- _WHAT YOU ARE ASKED TO DO_: Can you pull out every line of the listing below that contains the word "windshield" and copy each one in full?

=-=-=

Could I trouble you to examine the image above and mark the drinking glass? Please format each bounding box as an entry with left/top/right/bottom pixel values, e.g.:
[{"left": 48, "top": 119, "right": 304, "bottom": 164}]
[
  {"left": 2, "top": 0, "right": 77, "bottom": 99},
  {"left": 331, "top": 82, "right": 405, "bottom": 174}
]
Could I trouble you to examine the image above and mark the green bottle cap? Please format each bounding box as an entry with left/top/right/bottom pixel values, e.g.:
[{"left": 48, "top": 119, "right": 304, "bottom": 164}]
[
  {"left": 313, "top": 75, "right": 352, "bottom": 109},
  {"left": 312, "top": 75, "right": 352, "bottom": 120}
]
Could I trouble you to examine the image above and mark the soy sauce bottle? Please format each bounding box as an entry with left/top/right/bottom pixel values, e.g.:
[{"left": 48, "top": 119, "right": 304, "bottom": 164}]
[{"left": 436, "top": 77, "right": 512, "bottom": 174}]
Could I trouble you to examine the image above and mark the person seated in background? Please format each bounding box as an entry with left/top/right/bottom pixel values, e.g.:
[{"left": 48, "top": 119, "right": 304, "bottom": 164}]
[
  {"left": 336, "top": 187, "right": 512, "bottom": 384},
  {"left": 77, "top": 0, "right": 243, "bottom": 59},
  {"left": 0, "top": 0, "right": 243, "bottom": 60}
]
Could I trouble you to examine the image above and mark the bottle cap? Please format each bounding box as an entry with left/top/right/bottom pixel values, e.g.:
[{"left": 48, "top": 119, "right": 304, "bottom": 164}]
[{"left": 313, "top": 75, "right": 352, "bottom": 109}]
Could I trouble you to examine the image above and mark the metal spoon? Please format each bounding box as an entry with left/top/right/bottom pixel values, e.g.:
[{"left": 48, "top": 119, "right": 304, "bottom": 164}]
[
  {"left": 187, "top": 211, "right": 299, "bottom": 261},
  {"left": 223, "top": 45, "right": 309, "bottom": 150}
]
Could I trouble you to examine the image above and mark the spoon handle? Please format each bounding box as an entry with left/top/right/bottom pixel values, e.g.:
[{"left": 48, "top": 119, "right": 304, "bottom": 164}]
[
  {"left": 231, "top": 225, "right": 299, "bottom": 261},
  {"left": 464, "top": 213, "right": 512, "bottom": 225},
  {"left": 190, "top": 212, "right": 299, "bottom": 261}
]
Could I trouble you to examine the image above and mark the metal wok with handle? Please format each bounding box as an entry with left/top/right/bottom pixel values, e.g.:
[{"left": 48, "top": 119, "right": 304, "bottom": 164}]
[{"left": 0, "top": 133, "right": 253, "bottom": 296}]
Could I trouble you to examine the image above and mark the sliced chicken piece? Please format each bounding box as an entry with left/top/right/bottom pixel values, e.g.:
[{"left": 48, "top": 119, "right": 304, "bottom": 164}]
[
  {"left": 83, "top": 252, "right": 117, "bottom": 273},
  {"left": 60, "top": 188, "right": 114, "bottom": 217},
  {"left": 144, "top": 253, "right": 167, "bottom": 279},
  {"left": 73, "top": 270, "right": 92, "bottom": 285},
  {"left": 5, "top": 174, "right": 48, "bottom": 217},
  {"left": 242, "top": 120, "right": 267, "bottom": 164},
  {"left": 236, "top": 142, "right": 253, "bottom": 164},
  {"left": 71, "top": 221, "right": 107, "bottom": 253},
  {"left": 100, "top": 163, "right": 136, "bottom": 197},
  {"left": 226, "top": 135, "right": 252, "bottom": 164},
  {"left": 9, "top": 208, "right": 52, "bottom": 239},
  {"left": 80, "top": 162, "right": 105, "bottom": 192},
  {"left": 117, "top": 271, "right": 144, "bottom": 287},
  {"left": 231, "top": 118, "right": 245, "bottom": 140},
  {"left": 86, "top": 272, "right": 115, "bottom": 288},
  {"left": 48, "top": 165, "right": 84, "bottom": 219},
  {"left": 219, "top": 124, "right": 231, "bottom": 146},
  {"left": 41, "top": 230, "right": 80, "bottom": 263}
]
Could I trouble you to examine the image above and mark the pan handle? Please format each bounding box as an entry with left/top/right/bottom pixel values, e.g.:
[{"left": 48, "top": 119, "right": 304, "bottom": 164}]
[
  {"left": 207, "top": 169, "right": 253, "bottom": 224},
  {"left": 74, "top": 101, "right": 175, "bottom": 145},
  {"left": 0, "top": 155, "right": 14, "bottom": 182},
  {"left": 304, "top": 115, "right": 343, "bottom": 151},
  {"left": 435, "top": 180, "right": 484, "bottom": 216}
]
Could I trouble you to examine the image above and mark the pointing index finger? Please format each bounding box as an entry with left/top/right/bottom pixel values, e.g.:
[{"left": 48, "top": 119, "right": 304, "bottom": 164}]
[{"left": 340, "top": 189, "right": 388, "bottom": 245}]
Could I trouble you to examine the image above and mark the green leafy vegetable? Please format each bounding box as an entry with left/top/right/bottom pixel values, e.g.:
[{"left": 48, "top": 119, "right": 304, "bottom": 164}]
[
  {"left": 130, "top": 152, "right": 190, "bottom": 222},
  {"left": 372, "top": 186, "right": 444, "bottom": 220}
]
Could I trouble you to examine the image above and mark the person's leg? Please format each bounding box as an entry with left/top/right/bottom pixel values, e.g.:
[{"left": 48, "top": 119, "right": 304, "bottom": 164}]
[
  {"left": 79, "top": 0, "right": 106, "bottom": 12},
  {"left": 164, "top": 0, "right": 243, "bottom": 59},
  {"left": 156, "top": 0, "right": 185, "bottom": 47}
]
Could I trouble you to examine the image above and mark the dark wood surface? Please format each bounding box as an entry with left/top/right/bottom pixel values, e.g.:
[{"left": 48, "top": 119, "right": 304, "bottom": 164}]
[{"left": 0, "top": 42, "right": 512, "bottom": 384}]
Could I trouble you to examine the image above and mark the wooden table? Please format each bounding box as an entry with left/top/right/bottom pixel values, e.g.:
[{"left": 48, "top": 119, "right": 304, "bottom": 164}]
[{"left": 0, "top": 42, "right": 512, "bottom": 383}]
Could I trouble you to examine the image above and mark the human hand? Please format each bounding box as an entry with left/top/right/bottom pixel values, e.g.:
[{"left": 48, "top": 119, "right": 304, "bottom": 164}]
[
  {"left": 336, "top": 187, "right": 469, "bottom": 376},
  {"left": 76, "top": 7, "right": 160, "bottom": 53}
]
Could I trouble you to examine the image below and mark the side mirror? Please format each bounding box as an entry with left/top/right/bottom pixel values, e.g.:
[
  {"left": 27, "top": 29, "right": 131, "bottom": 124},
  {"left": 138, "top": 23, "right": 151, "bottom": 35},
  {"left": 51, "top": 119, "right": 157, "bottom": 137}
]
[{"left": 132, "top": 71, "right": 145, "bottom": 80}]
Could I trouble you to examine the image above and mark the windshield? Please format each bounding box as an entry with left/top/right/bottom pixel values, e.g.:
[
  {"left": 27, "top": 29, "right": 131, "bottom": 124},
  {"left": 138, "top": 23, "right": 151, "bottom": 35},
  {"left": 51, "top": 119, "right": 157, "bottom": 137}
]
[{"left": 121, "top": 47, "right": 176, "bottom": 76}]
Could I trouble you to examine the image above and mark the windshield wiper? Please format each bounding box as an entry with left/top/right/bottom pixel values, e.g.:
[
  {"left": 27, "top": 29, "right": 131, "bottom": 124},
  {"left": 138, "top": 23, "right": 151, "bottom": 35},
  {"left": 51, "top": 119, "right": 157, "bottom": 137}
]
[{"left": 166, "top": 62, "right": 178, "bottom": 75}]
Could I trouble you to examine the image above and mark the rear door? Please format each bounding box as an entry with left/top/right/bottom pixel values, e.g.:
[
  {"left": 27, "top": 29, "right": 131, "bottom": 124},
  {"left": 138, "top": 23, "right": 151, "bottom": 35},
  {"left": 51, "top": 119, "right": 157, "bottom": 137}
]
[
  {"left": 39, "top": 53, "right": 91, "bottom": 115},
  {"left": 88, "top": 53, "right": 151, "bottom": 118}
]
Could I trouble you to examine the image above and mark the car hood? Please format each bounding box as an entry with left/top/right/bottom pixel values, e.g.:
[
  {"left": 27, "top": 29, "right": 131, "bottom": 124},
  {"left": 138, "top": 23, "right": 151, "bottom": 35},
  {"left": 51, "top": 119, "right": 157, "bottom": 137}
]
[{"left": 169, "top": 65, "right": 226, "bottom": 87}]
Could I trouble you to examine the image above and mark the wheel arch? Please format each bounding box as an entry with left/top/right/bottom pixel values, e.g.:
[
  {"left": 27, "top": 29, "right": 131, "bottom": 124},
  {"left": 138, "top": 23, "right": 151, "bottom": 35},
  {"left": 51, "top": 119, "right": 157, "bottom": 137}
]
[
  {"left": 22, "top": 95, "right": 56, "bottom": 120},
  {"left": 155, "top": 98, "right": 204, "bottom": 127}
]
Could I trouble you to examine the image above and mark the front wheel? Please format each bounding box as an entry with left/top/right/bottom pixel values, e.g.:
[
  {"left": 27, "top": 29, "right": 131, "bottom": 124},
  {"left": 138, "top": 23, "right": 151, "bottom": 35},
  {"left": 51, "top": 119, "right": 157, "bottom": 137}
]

=-=-=

- _RESULT_:
Could I trouble you to examine the image above and mark the windshield? Please format each bounding box as an entry with left/top/right/bottom pixel values, e.g.:
Could I trouble you to examine the image above and mark the windshield wiper? Please format each bounding box as an entry with left/top/right/bottom pixel values, e.g.:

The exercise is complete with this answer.